AIM:
Answer these questions using the Verilog example text below:
1. What size is listed for osu018.par?
2. Which company built the chip that contains the configuration logic block?
3. Under which program does the Verilog source from the OSU standard cell library download fail to compile?

** start GIVEN TEXT **

File	Revision	Size	Date
osu018.genlib	0	2.8KB	Nov. 11, 2006
osu018.par	0	1.3KB	Nov. 11, 2006
synthesize_osu018	0	0.2KB	Nov. 11, 2006

Files for the example in the next section

This is an example of a simple Verilog source file. It is a configuration logic block for a chip built by MultiGiG, and by itself it is absolutely useless, not to mention inscrutable, which is why it makes a good choice for an example. Note that I was going to use one of the verilog sources from the OSU standard cell library download, but it won't compile under SIS. My suspicion is that I will want a better and more complete Verilog compiler. SIS has a number of other restrictions as well, such as the (apparent) inability of the ".genlib" format to describe a tristate buffer, and the fact that it fails when there is a latch cell named "latch" (parser needs fixing, but is it worth the trouble)?

** end GIVEN TEXT **
** start EXCERPTED RECORDS **

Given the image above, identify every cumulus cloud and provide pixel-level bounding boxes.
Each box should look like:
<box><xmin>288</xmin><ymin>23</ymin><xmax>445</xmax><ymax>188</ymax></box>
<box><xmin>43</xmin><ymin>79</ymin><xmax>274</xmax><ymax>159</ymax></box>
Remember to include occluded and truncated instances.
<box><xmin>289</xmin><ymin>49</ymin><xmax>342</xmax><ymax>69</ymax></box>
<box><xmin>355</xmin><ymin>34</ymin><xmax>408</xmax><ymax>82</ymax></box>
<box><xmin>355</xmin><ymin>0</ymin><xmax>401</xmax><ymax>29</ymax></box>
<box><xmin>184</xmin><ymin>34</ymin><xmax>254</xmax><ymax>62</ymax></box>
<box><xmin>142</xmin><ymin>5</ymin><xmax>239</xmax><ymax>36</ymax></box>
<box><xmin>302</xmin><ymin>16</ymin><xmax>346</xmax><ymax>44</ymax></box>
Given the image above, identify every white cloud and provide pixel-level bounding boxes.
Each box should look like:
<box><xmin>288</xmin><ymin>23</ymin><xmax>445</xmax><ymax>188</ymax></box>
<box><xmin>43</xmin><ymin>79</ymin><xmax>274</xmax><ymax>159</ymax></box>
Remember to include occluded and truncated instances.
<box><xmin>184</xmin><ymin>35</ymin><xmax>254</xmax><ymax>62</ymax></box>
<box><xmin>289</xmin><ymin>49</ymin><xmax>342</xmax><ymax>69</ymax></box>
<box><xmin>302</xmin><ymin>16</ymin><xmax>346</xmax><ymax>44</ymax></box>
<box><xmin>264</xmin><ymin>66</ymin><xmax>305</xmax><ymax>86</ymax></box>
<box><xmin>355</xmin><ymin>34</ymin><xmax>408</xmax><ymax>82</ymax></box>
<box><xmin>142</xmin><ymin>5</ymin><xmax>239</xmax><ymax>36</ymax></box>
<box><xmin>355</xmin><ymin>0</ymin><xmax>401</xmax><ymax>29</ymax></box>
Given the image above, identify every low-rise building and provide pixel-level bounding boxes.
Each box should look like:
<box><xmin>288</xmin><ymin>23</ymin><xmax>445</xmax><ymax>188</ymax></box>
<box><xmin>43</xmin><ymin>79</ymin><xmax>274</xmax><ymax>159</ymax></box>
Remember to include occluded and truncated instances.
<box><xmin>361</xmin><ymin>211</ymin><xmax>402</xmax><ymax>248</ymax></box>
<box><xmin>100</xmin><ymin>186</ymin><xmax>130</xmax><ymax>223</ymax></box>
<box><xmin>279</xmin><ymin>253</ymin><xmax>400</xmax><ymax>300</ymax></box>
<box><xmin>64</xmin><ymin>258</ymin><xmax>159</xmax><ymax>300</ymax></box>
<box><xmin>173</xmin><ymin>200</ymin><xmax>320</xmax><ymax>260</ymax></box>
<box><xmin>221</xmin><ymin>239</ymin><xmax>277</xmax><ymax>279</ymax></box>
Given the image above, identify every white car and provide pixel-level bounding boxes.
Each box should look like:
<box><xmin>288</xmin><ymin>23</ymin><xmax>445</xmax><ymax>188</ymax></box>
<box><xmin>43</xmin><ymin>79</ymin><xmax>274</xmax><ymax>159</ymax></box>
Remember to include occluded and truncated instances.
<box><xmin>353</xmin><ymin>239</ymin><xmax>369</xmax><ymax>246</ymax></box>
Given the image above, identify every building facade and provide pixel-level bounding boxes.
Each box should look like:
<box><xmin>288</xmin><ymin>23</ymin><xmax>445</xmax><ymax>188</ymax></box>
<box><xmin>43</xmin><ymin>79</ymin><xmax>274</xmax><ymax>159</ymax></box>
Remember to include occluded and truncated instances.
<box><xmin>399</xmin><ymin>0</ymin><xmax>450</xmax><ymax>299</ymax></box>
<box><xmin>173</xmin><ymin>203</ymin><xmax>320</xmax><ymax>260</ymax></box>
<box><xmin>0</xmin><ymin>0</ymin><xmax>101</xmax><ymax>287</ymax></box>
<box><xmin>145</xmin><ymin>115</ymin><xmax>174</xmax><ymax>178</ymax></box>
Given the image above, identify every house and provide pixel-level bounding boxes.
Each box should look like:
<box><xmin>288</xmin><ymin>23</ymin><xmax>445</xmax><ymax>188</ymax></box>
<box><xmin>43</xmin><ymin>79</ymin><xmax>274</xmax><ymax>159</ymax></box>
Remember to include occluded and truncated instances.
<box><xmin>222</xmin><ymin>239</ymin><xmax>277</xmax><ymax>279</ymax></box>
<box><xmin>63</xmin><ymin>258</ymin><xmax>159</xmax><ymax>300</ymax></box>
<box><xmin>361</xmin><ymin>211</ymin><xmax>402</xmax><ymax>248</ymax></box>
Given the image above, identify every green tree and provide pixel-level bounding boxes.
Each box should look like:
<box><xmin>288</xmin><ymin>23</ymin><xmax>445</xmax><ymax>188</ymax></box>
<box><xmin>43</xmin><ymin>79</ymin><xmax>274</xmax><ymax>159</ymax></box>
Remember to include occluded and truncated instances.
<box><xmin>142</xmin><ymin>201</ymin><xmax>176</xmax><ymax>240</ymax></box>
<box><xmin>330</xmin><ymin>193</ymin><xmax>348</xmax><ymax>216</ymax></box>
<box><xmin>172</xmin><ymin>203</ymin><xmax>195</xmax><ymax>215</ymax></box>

** end EXCERPTED RECORDS **

EXERCISE ANSWER:
1. 1.3KB
2. MultiGiG
3. SIS